## [Zu lesender Text]
================
Doch weder Wandtext noch Katalog informieren darüber. Und dann lässt sich in der Ausstellung dies entdecken: Drei gut 5 Zentimeter hohe und 30 Zentimeter breite Kupferstiche von Barthel Beham aus dem Jahr 1528.

Das kritische Interesse fehlt

Barthel und sein Bruder Sebald waren zwei der drei gottlosen Maler von Nürnberg, die aufgrund ihrer Unterstützung des Revolutionärs Thomas Müntzer verhaftet, gefoltert und wegen Ketzerei vertrieben wurden. Die drei Stiche entstanden nach diesen Ereignissen.
Sie zeigen ein fürchterliches Gemetzel zwischen berittenen, übermächtigen Herren und ihren Untertanen, die nichts haben als ihre nackten Körper. Um die Zensur zu umgehen, verpackt Barthel Beham die aktuelle Geschichte in die Form eines antiken Tempel-Frieses. Doch von all dem erfährt man nichts.
So fehlt der Ausstellung letztendlich eine eigene Haltung, ein kritisches Interesse, etwas, das über die rein kunsthistorische Ansammlung unterschiedlicher Manns-Bilder hinausgeht und noch weit erkenntnisreicher sein könnte, als es das Projekt hier und da jetzt schon ist.

Die Ausstellung "Manns-Bilder. Der männliche Akt auf Papier" ist noch bis zum 6. November 2022 in der Kunsthalle Bremen zu sehen.
================
## [Gespeicherte Einträge]
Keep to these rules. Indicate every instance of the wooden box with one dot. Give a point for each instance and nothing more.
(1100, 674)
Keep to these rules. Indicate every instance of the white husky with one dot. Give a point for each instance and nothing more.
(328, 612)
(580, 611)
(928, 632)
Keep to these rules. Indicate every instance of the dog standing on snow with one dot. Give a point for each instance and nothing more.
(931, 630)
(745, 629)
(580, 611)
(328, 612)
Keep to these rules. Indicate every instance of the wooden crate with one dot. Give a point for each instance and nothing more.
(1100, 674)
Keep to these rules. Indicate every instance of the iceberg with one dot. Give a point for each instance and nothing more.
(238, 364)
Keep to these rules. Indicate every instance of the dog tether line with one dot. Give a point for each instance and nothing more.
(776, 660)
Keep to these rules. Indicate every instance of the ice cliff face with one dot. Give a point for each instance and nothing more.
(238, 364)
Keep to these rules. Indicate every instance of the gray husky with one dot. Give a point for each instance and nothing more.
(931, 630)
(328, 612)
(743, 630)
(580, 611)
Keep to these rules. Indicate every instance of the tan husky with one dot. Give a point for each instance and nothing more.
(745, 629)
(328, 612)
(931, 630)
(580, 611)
================
## [Erforderliche Schritte]
1 - Fasse den Absatz im Text zur Ausstellung, der mit „Barthel und sein Bruder Sebald“ beginnt, als kurze Stichpunktliste zusammen und behalte dabei seine wesentlichen Fakten bei.
2 - Gib aus dem Text zur Ausstellung die Stelle von „Doch weder Wandtext“ bis „nach diesen Ereignissen.“ wortgetreu aus.

## [Ergebnisse je Aufgabe]
1 -
- Barthel Beham und sein Bruder Sebald gehörten zu den drei gottlosen Malern von Nürnberg.
- Weil sie den Revolutionär Thomas Müntzer unterstützt hatten, wurden sie verhaftet, gefoltert und wegen Ketzerei vertrieben.
- Die drei Stiche entstanden nach diesen Ereignissen.

2 -
Doch weder Wandtext noch Katalog informieren darüber. Und dann lässt sich in der Ausstellung dies entdecken: Drei gut 5 Zentimeter hohe und 30 Zentimeter breite Kupferstiche von Barthel Beham aus dem Jahr 1528.

Das kritische Interesse fehlt

Barthel und sein Bruder Sebald waren zwei der drei gottlosen Maler von Nürnberg, die aufgrund ihrer Unterstützung des Revolutionärs Thomas Müntzer verhaftet, gefoltert und wegen Ketzerei vertrieben wurden. Die drei Stiche entstanden nach diesen Ereignissen.